→ **Excerpt provided**:

The Generation Movement (Hnutí Generace, Generace) is a centre-right, liberal and pro-European political party in the Czech Republic registered in April 2024. It is led by Czech student Daniel Krutý, with vice-chairs Petr Jindřichovský and Martin Szetei.

==History==
Krutý reportedly decided to form the party in 2021, when he was 15 years old. His friend Martin Szetei helped him develop the idea.

On 25 March 2024, Krutý turned 18, and the party was registered on 12 April 2024 under the name Hnutí Generace, with Krutý as leader, and Szetei and lawyer Petr Jindřichovský as deputy leaders.

The party received wider media attention in November 2024, after Krutý appeared on the program Máte slovo, hosted by Michaela Jílková.

The party's main issues of focus include: democracy, freedom, cybersecurity, protection of digital space, social terrorism, budgetary responsibility, sustainability, and intergenerational and gender cohesion.

→ **Tasks to carry out**:
- 1) Answer these questions from the passage on the Generation Movement:
(a) On what date was the party registered?
(b) How old was Krutý when he reportedly decided to form the party?
(c) On which program did Krutý appear in November 2024?
- 2) Please extend the passage on the Generation Movement, picking up after its final sentence.
The records have no connection to the passage on the Generation Movement.

Saved data entries
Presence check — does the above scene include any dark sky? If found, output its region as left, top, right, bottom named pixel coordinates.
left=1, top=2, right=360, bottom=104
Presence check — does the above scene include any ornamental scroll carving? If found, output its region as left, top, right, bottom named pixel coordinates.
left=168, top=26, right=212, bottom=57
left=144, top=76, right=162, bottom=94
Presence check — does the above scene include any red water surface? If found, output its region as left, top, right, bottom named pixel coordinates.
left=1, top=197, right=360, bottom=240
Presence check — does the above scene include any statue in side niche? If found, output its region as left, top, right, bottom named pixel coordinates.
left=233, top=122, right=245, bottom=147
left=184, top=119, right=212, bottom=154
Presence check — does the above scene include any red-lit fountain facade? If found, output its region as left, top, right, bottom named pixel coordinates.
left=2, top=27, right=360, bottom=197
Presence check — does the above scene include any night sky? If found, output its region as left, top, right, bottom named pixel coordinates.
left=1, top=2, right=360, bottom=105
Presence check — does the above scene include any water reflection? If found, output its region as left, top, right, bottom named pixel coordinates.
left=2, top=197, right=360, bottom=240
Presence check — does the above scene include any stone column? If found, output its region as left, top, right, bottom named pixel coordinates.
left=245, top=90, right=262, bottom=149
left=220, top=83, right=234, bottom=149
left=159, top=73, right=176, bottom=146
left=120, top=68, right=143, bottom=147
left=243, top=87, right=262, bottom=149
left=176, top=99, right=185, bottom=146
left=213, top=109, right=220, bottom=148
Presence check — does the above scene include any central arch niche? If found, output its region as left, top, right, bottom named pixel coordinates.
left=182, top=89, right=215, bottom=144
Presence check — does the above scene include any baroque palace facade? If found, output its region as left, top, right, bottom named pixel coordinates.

→ **Responses**:
- 1)
(a) 12 April 2024
(b) 15 years old
(c) Máte slovo

- 2)
==Controversy==
Daniel Krutý has faced criticism over his connections to Russian interests, particularly the Digital Policy Institute – Millenium 3000, a think tank that has in the past spoken out in line with Russian narratives. In 2022, the institute called on the Czech government to focus on ending the Russo-Ukrainian war, regardless of Ukrainian territorial sovereignty, and spoke out against providing aid to Ukraine, including weapons. In addition, Krutý has been linked to the company Startelecom CZ, through which his father was reported to have had dealings with Russian businessmen. These connections have triggered speculation about the possible influence of Russian interests on Krutý's political activities, which Krutý has publicly denied.